→ **What you need to do**
Each record needs to be transcribed word for word, though without its pictures.

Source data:
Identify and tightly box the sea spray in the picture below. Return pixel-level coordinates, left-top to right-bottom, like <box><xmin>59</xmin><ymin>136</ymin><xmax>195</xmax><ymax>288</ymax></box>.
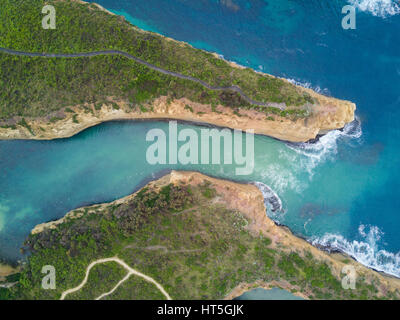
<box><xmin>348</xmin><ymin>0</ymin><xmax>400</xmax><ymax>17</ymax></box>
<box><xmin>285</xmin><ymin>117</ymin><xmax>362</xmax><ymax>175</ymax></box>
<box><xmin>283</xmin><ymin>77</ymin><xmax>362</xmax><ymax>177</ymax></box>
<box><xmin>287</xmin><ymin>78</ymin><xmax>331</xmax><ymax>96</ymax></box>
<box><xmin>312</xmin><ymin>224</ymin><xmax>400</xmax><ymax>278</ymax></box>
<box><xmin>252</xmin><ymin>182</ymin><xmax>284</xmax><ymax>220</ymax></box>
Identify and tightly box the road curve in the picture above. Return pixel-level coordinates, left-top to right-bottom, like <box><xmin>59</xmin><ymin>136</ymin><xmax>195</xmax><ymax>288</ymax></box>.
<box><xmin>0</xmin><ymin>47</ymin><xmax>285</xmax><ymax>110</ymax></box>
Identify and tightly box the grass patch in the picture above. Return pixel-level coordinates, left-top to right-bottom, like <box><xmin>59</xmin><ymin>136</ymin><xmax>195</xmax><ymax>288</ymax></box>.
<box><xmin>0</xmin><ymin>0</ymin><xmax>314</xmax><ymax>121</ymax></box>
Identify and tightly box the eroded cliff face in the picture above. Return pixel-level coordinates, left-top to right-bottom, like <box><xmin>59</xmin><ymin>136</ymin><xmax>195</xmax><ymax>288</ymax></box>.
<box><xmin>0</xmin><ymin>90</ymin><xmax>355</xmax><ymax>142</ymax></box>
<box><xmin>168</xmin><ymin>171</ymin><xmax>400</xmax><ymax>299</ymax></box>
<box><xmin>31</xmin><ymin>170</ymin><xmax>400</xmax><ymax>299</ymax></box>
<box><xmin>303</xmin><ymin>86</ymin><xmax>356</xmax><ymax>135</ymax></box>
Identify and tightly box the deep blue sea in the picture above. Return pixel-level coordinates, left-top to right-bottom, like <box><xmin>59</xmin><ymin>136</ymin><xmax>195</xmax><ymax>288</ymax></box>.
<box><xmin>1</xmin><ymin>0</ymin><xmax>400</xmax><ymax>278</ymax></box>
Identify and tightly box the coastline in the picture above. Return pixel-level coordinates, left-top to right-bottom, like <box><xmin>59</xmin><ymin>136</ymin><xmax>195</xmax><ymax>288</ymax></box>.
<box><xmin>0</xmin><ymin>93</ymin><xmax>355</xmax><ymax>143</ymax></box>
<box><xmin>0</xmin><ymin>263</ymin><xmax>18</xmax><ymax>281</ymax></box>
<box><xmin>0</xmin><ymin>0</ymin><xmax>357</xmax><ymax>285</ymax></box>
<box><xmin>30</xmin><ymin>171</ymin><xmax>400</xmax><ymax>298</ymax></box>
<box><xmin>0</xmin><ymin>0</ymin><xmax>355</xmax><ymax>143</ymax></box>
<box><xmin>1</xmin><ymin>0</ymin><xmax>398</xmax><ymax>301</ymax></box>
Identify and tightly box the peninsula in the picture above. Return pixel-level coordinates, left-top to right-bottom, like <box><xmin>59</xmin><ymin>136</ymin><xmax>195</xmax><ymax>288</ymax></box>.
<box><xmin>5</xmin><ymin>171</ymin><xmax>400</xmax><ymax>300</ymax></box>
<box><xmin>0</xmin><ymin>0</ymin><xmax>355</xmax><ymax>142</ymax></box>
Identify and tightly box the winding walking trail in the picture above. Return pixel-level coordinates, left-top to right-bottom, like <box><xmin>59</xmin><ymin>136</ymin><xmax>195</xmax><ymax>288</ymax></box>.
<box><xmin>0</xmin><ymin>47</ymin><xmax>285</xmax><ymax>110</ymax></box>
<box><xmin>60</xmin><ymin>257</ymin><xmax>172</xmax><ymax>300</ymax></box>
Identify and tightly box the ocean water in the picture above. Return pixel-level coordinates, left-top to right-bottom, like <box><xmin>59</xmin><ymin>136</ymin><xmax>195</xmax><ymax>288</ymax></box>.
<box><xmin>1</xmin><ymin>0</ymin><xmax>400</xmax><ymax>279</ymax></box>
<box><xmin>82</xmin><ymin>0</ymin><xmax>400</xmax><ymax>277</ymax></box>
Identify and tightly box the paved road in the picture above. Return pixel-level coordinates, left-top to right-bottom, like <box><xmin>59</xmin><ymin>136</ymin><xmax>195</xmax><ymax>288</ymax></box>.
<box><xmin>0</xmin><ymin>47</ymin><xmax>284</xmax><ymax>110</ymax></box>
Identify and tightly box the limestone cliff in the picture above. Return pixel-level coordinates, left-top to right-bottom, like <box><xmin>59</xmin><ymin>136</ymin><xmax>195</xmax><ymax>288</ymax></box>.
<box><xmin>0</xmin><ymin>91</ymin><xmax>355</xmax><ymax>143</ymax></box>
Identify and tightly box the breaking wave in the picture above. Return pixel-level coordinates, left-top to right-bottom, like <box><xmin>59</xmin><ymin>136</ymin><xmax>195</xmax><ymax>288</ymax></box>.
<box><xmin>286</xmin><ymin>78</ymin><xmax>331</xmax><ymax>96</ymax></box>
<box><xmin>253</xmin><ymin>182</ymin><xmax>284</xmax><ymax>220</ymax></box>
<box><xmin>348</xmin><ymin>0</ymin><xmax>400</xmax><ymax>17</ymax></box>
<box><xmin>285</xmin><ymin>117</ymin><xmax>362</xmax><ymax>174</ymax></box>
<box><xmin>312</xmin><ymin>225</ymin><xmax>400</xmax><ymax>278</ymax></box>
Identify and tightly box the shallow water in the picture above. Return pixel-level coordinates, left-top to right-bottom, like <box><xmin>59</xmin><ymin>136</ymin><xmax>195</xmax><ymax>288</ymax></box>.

→ **Your response**
Identify and tightly box the sea spray in the picture below. Return pixel-level coordinates, left-top to right-bottom, like <box><xmin>59</xmin><ymin>136</ymin><xmax>195</xmax><ymax>288</ymax></box>.
<box><xmin>348</xmin><ymin>0</ymin><xmax>400</xmax><ymax>17</ymax></box>
<box><xmin>285</xmin><ymin>117</ymin><xmax>362</xmax><ymax>175</ymax></box>
<box><xmin>283</xmin><ymin>77</ymin><xmax>362</xmax><ymax>177</ymax></box>
<box><xmin>287</xmin><ymin>78</ymin><xmax>331</xmax><ymax>96</ymax></box>
<box><xmin>312</xmin><ymin>224</ymin><xmax>400</xmax><ymax>278</ymax></box>
<box><xmin>252</xmin><ymin>182</ymin><xmax>284</xmax><ymax>220</ymax></box>
Identify and tightly box the road curve in the picture above. Return pixel-level coordinates, left-top to right-bottom, like <box><xmin>59</xmin><ymin>136</ymin><xmax>195</xmax><ymax>288</ymax></box>.
<box><xmin>0</xmin><ymin>47</ymin><xmax>285</xmax><ymax>110</ymax></box>
Identify and tightly box the grass patch in the picture above. Return pixel-level coordinates, left-top to right-bottom, like <box><xmin>59</xmin><ymin>136</ymin><xmax>195</xmax><ymax>288</ymax></box>.
<box><xmin>0</xmin><ymin>0</ymin><xmax>314</xmax><ymax>121</ymax></box>
Identify and tightly box the eroded cliff face in the picture above. Return pixel-level coordinates, left-top to right-bottom, like <box><xmin>59</xmin><ymin>136</ymin><xmax>195</xmax><ymax>288</ymax></box>.
<box><xmin>0</xmin><ymin>90</ymin><xmax>355</xmax><ymax>142</ymax></box>
<box><xmin>168</xmin><ymin>171</ymin><xmax>400</xmax><ymax>299</ymax></box>
<box><xmin>31</xmin><ymin>170</ymin><xmax>400</xmax><ymax>299</ymax></box>
<box><xmin>303</xmin><ymin>86</ymin><xmax>356</xmax><ymax>135</ymax></box>
Identify and tightly box the deep blue sea in the picture above. Return pixel-level coordinates, left-top to right-bottom, like <box><xmin>59</xmin><ymin>136</ymin><xmax>195</xmax><ymax>288</ymax></box>.
<box><xmin>1</xmin><ymin>0</ymin><xmax>400</xmax><ymax>278</ymax></box>
Identify and tightly box the coastline in the picture above. Return pixel-level coordinates, left-top to right-bottom, like <box><xmin>59</xmin><ymin>136</ymin><xmax>195</xmax><ymax>288</ymax></box>.
<box><xmin>0</xmin><ymin>93</ymin><xmax>355</xmax><ymax>143</ymax></box>
<box><xmin>0</xmin><ymin>263</ymin><xmax>18</xmax><ymax>281</ymax></box>
<box><xmin>0</xmin><ymin>0</ymin><xmax>357</xmax><ymax>285</ymax></box>
<box><xmin>30</xmin><ymin>171</ymin><xmax>400</xmax><ymax>298</ymax></box>
<box><xmin>0</xmin><ymin>0</ymin><xmax>355</xmax><ymax>143</ymax></box>
<box><xmin>1</xmin><ymin>0</ymin><xmax>398</xmax><ymax>301</ymax></box>
Identify and tightly box the peninsula in the picture above. Return pixel-level coordinates, left-top to right-bottom, like <box><xmin>59</xmin><ymin>136</ymin><xmax>195</xmax><ymax>288</ymax></box>.
<box><xmin>5</xmin><ymin>171</ymin><xmax>400</xmax><ymax>300</ymax></box>
<box><xmin>0</xmin><ymin>0</ymin><xmax>355</xmax><ymax>142</ymax></box>
Identify and tightly box the winding walking trail in the picture above. Return pixel-level coordinates, left-top to right-bottom, like <box><xmin>59</xmin><ymin>136</ymin><xmax>195</xmax><ymax>288</ymax></box>.
<box><xmin>0</xmin><ymin>47</ymin><xmax>285</xmax><ymax>110</ymax></box>
<box><xmin>60</xmin><ymin>257</ymin><xmax>172</xmax><ymax>300</ymax></box>
Identify and tightly box the ocean water in the picture above. Return pixel-level coordinates, left-top to right-bottom, like <box><xmin>59</xmin><ymin>136</ymin><xmax>195</xmax><ymax>288</ymax></box>.
<box><xmin>1</xmin><ymin>0</ymin><xmax>400</xmax><ymax>279</ymax></box>
<box><xmin>82</xmin><ymin>0</ymin><xmax>400</xmax><ymax>277</ymax></box>
Identify and tightly box the paved road in the picture above. Return pixel-level coordinates, left-top to right-bottom, like <box><xmin>59</xmin><ymin>136</ymin><xmax>195</xmax><ymax>288</ymax></box>.
<box><xmin>0</xmin><ymin>47</ymin><xmax>284</xmax><ymax>110</ymax></box>
Identify and tightly box the limestone cliff in the picture above. Return pixel-level coordinates, left-top to right-bottom, like <box><xmin>59</xmin><ymin>136</ymin><xmax>195</xmax><ymax>288</ymax></box>.
<box><xmin>0</xmin><ymin>91</ymin><xmax>355</xmax><ymax>143</ymax></box>
Identify and tightly box the breaking wave in the picture above. Return pixel-level coordinates, left-top to right-bottom, like <box><xmin>59</xmin><ymin>136</ymin><xmax>195</xmax><ymax>288</ymax></box>.
<box><xmin>286</xmin><ymin>78</ymin><xmax>331</xmax><ymax>96</ymax></box>
<box><xmin>253</xmin><ymin>182</ymin><xmax>284</xmax><ymax>220</ymax></box>
<box><xmin>348</xmin><ymin>0</ymin><xmax>400</xmax><ymax>17</ymax></box>
<box><xmin>285</xmin><ymin>117</ymin><xmax>362</xmax><ymax>174</ymax></box>
<box><xmin>312</xmin><ymin>225</ymin><xmax>400</xmax><ymax>278</ymax></box>
Identify and tightly box the shallow water in the picture above. Return pixel-level coordinates, left-top to right-bottom, like <box><xmin>59</xmin><ymin>136</ymin><xmax>195</xmax><ymax>288</ymax></box>.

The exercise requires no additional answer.